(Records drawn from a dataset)
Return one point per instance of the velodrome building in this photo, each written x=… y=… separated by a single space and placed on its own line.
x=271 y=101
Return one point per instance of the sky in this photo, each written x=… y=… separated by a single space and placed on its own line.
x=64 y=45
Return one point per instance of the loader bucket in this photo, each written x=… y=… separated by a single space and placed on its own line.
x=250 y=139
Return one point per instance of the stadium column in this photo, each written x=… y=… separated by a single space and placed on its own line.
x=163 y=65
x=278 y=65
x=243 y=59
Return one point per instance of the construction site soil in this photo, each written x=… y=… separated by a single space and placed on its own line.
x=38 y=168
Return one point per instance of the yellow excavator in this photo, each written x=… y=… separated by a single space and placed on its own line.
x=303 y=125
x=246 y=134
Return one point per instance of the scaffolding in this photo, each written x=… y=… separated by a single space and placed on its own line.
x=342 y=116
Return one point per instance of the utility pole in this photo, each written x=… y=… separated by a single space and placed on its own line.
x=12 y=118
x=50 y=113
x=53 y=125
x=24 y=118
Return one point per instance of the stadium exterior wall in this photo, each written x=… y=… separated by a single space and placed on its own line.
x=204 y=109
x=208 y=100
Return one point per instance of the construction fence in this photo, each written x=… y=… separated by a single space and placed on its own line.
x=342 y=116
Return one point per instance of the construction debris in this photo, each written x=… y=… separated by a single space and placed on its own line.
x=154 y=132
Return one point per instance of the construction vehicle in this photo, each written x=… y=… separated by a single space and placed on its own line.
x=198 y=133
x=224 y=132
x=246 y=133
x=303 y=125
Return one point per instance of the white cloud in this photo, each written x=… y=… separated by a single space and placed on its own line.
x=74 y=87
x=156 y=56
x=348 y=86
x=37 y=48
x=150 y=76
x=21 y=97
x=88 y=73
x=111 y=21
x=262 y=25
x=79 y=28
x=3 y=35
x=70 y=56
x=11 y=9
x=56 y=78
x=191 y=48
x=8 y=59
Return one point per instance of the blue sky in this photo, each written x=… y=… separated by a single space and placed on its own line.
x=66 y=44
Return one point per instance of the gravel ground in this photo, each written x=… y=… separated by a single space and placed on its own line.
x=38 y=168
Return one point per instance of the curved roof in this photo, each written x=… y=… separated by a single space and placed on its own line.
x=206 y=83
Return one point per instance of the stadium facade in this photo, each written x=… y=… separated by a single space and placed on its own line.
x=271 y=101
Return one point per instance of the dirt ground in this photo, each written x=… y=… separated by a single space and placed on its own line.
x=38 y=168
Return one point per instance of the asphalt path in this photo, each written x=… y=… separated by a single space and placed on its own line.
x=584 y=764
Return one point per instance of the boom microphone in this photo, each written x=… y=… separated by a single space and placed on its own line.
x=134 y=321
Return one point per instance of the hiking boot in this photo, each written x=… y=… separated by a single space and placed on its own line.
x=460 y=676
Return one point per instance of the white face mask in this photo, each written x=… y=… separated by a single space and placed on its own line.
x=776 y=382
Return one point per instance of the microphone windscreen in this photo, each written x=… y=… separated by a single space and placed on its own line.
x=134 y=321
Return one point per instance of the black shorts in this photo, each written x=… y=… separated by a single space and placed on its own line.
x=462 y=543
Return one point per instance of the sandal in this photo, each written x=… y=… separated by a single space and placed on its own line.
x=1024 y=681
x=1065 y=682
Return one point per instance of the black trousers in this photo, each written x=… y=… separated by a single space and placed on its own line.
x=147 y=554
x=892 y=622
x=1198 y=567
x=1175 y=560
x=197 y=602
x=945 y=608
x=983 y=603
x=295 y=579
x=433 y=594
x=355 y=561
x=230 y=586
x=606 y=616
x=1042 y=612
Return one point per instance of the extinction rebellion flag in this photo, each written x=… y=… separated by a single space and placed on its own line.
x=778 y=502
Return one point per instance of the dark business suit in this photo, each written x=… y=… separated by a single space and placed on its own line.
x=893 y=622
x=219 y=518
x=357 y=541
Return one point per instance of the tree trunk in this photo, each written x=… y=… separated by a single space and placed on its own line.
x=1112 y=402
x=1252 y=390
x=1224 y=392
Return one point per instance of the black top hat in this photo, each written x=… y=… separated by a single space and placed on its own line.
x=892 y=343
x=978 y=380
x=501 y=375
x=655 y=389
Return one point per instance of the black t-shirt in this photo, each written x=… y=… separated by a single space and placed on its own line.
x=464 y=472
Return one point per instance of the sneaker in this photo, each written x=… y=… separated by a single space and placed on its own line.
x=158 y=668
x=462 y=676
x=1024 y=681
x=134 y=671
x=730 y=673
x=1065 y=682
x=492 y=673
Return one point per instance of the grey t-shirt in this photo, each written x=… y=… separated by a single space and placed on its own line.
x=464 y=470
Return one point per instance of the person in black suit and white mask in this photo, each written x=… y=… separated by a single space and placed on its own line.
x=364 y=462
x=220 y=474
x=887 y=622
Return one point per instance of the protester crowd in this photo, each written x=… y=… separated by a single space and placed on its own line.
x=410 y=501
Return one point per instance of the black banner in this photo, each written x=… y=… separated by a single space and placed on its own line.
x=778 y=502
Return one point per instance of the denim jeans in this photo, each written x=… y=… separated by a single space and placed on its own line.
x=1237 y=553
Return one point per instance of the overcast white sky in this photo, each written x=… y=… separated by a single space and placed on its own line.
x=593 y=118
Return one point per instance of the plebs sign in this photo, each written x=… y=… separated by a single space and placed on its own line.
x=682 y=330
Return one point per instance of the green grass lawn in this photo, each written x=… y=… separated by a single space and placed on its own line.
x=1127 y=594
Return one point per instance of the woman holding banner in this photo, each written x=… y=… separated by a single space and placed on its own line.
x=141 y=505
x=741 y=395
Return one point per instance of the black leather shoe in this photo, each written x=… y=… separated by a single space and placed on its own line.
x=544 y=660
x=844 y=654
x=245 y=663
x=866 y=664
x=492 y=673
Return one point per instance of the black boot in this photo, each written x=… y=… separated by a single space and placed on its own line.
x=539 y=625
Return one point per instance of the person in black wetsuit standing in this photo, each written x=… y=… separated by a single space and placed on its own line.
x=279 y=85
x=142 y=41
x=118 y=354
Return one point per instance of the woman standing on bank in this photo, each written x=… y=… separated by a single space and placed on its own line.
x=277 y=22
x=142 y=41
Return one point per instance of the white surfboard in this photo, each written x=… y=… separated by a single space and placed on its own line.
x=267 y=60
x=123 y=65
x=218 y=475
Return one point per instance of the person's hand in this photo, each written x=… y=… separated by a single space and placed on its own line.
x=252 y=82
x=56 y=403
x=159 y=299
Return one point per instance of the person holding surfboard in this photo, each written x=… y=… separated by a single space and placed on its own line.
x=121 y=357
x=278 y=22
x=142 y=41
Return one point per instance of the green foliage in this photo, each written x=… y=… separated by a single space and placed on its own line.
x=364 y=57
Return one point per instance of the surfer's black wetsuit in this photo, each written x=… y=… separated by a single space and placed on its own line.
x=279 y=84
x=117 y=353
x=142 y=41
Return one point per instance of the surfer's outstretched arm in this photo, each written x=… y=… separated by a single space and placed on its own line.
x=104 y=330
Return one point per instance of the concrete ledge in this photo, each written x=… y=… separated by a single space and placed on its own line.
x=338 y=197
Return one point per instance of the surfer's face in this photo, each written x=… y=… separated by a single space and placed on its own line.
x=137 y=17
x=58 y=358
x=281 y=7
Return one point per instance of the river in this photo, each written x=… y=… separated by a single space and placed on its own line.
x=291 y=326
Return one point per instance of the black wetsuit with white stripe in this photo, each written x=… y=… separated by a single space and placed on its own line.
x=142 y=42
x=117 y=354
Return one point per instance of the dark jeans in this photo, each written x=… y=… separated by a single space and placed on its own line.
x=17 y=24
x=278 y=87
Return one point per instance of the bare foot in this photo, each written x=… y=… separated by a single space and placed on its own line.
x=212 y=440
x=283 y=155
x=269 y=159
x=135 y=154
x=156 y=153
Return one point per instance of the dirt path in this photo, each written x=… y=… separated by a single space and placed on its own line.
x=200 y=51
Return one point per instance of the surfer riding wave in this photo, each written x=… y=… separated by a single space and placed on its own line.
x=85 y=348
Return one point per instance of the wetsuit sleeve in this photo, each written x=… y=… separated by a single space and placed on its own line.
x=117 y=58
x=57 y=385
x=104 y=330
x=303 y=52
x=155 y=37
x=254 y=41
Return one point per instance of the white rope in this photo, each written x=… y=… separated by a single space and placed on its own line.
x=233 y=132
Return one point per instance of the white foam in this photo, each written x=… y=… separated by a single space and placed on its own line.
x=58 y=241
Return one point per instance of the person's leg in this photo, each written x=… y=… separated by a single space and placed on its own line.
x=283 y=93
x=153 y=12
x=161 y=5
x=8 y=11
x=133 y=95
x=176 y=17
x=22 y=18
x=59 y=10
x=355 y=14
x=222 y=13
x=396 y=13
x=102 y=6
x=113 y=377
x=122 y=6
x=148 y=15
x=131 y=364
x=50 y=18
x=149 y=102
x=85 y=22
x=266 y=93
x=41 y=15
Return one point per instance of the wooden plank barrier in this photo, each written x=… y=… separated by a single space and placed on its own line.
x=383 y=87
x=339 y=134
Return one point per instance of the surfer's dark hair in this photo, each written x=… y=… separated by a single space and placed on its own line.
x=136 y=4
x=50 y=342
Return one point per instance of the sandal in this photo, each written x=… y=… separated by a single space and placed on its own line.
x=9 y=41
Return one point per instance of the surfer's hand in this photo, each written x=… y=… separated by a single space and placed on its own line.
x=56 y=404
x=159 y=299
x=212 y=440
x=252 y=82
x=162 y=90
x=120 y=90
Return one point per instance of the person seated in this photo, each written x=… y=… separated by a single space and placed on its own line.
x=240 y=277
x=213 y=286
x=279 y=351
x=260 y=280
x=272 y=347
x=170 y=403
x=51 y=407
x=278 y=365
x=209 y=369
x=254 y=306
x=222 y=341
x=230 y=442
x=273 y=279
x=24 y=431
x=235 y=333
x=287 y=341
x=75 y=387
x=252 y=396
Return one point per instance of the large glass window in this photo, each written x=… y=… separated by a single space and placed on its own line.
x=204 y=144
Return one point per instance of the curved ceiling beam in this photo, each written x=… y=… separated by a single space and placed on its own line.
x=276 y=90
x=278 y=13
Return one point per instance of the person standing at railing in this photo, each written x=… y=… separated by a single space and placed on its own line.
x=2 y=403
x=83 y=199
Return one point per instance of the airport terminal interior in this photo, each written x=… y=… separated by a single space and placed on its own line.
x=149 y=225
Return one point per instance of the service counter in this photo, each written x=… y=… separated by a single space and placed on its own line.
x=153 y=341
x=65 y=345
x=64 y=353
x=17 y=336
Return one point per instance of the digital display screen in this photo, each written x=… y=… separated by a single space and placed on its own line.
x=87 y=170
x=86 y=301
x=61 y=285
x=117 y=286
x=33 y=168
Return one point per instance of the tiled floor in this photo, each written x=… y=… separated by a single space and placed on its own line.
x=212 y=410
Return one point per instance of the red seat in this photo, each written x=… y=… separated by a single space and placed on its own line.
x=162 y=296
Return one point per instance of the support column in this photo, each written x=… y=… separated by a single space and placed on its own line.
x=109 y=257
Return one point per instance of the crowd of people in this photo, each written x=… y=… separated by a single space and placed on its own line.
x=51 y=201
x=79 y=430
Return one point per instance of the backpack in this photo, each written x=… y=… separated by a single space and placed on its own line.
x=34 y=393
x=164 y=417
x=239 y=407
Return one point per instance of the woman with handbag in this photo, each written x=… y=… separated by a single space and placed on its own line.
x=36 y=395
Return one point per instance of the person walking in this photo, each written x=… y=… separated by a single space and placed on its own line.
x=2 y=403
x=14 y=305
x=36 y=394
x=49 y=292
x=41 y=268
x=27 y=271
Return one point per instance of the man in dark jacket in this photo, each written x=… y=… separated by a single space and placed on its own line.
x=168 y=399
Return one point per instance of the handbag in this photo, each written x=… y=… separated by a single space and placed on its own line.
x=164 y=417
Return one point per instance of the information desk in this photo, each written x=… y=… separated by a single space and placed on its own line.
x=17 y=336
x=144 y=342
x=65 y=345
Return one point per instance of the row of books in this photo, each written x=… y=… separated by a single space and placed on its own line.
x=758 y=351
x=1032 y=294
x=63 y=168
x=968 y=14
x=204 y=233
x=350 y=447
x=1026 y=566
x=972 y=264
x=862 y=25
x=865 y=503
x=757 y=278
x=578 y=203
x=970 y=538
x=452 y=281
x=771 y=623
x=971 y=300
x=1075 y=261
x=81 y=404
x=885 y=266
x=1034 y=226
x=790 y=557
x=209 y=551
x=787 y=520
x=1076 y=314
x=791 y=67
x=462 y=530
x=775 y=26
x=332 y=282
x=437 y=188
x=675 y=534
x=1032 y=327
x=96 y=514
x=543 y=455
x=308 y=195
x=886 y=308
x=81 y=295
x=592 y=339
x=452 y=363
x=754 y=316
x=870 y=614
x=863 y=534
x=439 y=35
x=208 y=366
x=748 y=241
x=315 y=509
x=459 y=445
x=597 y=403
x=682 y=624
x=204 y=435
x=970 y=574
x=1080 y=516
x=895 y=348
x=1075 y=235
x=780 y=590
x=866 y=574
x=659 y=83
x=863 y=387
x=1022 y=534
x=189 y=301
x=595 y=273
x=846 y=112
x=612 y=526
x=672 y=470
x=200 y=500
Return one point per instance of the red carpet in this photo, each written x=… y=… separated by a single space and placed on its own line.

### Problem to solve
In the data above, find the line containing "Return one point per instance of the backpack", then copy it and every later line exactly.

### Solution to the exercise
Return one point per instance of the backpack in this photo, each written x=… y=… separated by a single space and placed on its own line.
x=34 y=393
x=164 y=417
x=239 y=407
Return one point per instance of the woman with handbag in this photo, each written x=… y=… separated by a single space and placed on its own line.
x=36 y=395
Return one point per instance of the person walking in this photo, each written x=… y=… separated by a single space and placed on its own line.
x=2 y=403
x=14 y=305
x=36 y=394
x=49 y=292
x=41 y=268
x=27 y=271
Return one point per instance of the man in dark jacket in this photo, each written x=… y=… separated by a single space and placed on its own line.
x=168 y=399
Return one point per instance of the handbag in this photo, each written x=… y=… separated by a single space and placed on its own line.
x=164 y=417
Return one point per instance of the information desk in this photo, each written x=… y=… separated by a single space and placed on its own line.
x=17 y=336
x=144 y=342
x=65 y=345
Return one point per instance of the row of books in this photo, each written x=… y=… separated by a single space and placed on its own line.
x=758 y=351
x=1032 y=294
x=63 y=168
x=968 y=14
x=204 y=233
x=350 y=447
x=1026 y=566
x=972 y=264
x=862 y=25
x=865 y=503
x=757 y=278
x=578 y=203
x=970 y=538
x=452 y=281
x=771 y=623
x=971 y=300
x=1075 y=261
x=81 y=404
x=885 y=266
x=1034 y=226
x=790 y=557
x=209 y=551
x=787 y=520
x=1076 y=314
x=791 y=67
x=462 y=530
x=775 y=26
x=332 y=282
x=437 y=188
x=675 y=534
x=1032 y=327
x=96 y=514
x=543 y=455
x=308 y=195
x=886 y=308
x=81 y=295
x=592 y=339
x=452 y=363
x=754 y=316
x=870 y=614
x=863 y=534
x=439 y=35
x=208 y=366
x=748 y=241
x=315 y=509
x=459 y=445
x=597 y=403
x=682 y=624
x=204 y=435
x=970 y=574
x=1080 y=516
x=895 y=348
x=1075 y=235
x=780 y=590
x=866 y=574
x=659 y=83
x=863 y=387
x=1022 y=534
x=189 y=301
x=595 y=273
x=846 y=112
x=612 y=526
x=672 y=470
x=200 y=500
Return one point per instance of the red carpet in this photo, each written x=… y=… separated by a single space and placed on its own line.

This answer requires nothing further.